For each line below that contains the string "traffic", copy that line.
━━━━━━━━━━━━━━━━━━━━
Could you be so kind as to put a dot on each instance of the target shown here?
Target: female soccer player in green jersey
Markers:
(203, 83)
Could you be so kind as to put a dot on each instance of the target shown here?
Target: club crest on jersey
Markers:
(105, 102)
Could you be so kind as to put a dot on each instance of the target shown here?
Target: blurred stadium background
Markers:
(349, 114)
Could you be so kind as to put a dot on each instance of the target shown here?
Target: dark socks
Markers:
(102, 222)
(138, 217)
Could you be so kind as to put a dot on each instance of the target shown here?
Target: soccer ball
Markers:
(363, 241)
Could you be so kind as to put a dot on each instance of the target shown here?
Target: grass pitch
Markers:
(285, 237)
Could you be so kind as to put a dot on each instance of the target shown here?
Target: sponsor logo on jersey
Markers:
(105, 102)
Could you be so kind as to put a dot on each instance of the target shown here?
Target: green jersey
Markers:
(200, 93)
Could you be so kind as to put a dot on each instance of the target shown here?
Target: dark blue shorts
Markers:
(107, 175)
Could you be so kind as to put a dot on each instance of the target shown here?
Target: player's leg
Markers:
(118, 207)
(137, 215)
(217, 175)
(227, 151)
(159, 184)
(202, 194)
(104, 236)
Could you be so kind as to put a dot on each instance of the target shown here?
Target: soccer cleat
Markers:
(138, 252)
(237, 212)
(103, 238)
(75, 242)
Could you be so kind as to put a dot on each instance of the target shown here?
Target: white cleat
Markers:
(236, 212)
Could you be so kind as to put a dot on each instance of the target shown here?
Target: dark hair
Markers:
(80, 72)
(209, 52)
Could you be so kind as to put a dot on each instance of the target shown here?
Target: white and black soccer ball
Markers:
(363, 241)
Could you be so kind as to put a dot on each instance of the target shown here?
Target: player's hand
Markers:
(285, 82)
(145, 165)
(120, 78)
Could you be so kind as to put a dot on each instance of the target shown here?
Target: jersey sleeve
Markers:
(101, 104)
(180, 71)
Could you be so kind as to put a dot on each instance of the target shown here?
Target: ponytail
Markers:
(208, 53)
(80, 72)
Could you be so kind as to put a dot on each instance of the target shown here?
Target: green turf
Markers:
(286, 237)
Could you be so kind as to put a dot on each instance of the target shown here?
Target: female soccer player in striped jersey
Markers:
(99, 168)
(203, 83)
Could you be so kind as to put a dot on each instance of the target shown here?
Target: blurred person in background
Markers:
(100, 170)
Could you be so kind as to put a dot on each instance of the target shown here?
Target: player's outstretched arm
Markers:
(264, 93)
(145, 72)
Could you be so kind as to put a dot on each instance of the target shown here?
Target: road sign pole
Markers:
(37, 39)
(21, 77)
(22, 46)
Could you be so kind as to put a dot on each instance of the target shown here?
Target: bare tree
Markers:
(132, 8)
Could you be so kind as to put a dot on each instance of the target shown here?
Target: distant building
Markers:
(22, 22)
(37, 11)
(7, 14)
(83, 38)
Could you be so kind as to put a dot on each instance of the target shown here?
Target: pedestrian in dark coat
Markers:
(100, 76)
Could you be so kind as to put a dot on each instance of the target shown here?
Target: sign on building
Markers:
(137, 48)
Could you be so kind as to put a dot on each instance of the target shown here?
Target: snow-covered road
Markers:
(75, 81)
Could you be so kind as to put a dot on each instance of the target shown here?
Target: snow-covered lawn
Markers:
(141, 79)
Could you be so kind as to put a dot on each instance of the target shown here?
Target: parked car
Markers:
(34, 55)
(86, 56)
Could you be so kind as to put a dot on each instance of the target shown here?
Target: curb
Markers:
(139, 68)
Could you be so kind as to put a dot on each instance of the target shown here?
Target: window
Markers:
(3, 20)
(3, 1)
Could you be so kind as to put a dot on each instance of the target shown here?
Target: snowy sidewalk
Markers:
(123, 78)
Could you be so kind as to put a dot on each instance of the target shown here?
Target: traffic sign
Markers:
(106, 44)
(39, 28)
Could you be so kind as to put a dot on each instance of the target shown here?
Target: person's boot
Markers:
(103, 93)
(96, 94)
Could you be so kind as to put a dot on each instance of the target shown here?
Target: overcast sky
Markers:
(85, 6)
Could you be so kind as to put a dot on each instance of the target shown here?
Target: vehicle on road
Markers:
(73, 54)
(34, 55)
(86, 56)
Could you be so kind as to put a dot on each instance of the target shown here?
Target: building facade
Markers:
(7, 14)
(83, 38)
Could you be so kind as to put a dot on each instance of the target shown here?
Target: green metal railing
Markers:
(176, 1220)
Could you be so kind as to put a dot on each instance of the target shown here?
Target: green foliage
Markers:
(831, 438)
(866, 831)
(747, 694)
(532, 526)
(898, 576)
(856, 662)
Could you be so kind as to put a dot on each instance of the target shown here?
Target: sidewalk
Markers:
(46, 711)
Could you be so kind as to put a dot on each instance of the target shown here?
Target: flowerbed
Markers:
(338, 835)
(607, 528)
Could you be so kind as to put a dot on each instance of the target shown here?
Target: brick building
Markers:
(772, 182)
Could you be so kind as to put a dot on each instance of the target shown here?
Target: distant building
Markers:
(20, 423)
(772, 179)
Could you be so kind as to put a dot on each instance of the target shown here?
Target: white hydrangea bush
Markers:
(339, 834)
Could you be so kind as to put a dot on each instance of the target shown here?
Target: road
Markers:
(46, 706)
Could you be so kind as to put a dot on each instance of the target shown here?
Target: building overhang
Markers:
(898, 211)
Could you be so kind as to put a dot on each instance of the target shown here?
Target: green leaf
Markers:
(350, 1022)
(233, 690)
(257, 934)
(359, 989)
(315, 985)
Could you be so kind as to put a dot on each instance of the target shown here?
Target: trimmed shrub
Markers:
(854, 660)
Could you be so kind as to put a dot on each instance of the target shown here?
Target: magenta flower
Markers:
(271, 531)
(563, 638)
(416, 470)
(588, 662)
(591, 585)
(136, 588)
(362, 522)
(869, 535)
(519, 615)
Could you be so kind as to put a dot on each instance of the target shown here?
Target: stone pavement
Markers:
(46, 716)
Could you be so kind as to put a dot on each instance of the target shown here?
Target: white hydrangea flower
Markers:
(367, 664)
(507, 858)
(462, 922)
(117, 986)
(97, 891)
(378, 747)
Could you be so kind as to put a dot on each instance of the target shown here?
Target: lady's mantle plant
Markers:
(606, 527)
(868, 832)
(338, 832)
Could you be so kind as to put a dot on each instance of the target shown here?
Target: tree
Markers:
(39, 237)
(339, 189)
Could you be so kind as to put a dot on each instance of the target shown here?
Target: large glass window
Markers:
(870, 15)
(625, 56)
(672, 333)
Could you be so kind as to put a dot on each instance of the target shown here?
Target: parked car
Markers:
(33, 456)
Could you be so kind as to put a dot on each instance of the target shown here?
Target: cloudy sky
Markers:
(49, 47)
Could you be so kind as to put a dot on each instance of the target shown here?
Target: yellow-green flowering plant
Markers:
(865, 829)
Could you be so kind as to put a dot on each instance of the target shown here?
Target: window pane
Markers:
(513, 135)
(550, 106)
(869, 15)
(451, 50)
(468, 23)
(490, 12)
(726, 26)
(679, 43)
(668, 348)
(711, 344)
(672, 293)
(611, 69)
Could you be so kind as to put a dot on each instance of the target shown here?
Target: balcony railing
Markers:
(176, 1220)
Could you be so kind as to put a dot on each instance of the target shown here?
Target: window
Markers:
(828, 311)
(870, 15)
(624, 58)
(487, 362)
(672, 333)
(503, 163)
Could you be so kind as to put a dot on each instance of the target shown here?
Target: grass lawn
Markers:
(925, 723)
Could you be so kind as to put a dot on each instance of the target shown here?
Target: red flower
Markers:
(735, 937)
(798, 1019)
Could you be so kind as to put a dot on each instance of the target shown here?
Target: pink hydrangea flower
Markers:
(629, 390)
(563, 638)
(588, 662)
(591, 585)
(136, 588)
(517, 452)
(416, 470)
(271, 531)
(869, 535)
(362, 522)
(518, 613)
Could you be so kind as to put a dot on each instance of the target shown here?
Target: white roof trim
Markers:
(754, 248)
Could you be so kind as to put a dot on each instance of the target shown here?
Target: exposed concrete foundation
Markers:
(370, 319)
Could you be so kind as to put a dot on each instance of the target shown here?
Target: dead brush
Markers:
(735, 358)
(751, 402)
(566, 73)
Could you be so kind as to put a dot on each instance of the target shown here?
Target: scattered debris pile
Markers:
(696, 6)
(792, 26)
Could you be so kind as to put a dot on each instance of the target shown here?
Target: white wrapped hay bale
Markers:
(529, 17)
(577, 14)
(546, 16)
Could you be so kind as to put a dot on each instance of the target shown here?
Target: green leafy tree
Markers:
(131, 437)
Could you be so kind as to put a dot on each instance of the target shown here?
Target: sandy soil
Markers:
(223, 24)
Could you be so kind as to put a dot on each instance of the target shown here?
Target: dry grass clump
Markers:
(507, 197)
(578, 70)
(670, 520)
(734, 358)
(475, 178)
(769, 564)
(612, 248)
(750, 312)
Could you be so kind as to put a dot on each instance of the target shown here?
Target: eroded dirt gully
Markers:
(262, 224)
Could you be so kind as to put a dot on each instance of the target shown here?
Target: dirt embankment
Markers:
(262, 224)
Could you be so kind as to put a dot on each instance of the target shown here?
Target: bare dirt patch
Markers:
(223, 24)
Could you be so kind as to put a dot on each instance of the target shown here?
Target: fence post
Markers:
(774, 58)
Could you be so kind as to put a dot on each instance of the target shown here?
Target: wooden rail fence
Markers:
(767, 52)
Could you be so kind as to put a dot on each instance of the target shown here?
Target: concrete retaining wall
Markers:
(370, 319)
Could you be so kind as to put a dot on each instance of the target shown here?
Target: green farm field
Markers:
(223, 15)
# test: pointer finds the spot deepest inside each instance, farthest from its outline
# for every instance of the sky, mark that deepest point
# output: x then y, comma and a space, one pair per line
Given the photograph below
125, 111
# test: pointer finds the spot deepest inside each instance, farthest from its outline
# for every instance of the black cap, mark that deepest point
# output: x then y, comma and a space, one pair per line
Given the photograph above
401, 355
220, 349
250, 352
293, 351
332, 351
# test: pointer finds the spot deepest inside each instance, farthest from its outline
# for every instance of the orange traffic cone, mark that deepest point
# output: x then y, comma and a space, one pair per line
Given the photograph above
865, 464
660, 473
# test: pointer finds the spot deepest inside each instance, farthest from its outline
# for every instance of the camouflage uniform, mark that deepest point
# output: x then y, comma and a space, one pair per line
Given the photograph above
━━━━━━━━━━━━━━━━━━━━
### [Worked solution]
Target: traffic sign
# for every instance of the orange traffic cone, mark that deepest point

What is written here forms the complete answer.